Exercise prompt: Copy every item below word for word, but leave out the pictures.

-- Records for the task start --

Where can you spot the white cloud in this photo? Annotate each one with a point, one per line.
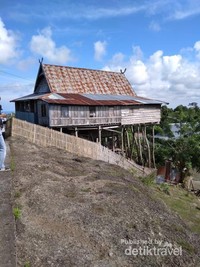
(43, 45)
(99, 50)
(8, 45)
(171, 78)
(154, 26)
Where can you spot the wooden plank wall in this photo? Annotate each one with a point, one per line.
(140, 116)
(44, 136)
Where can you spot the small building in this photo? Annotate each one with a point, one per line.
(88, 103)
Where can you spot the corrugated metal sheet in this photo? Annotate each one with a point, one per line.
(89, 99)
(63, 79)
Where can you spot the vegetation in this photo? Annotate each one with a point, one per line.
(182, 146)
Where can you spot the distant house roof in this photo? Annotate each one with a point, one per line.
(63, 79)
(90, 99)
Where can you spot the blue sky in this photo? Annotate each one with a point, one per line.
(157, 41)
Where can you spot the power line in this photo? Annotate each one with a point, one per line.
(17, 76)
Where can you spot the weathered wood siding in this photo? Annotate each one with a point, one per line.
(140, 115)
(43, 113)
(81, 115)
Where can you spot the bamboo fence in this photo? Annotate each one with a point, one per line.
(46, 137)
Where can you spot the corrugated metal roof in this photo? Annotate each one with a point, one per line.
(62, 79)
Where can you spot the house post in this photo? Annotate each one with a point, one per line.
(99, 133)
(76, 131)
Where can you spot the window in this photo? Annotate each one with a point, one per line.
(64, 111)
(92, 111)
(43, 110)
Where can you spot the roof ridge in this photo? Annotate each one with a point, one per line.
(81, 68)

-- Records for the task end --

Solution below:
Where can you spot the white cloud in this photo? Annotate each one with a point, one per line.
(43, 45)
(99, 50)
(8, 45)
(171, 78)
(154, 26)
Where can you spot the wooden plank wall in this photo? Annotate each one with a point, one per line.
(140, 116)
(44, 136)
Where can you spot the small building in this photo? Annotate each one with a point, one per line.
(88, 103)
Where can you spot the corrugated metal sheet in this photo? Annotate each one with a point, one per line.
(89, 99)
(63, 79)
Where can you spot the vegetation in this photo? Annotate each one with a point, one per line.
(182, 146)
Where can you spot the distant house roof in this photo? Annotate each one with a point, one per line.
(63, 79)
(90, 99)
Where can you spot the blue sky in this photo? Annotate each one with a point, one per line.
(157, 41)
Where can you spot the power line in this photo? Annotate each one with a point, one per line.
(17, 76)
Where can you spot the weathered wood siding in this photo? Annotate each one with a point, one per line.
(140, 115)
(43, 113)
(81, 115)
Where can you spot the bamboo fence in this photo? Annotate each one with a point, one per line.
(46, 137)
Where can you spot the corrugated metal roof in this photo? Annotate each one with a point, one per line.
(62, 79)
Where can you spot the house post in this photo? Annotate each one with a point, one per line.
(99, 133)
(76, 131)
Where can you spot the window in this photo? Annotate each one with a point, one per line.
(64, 111)
(92, 111)
(43, 110)
Where can you spot the roof ridge in this photo? Annotate each one with a point, one per line.
(81, 68)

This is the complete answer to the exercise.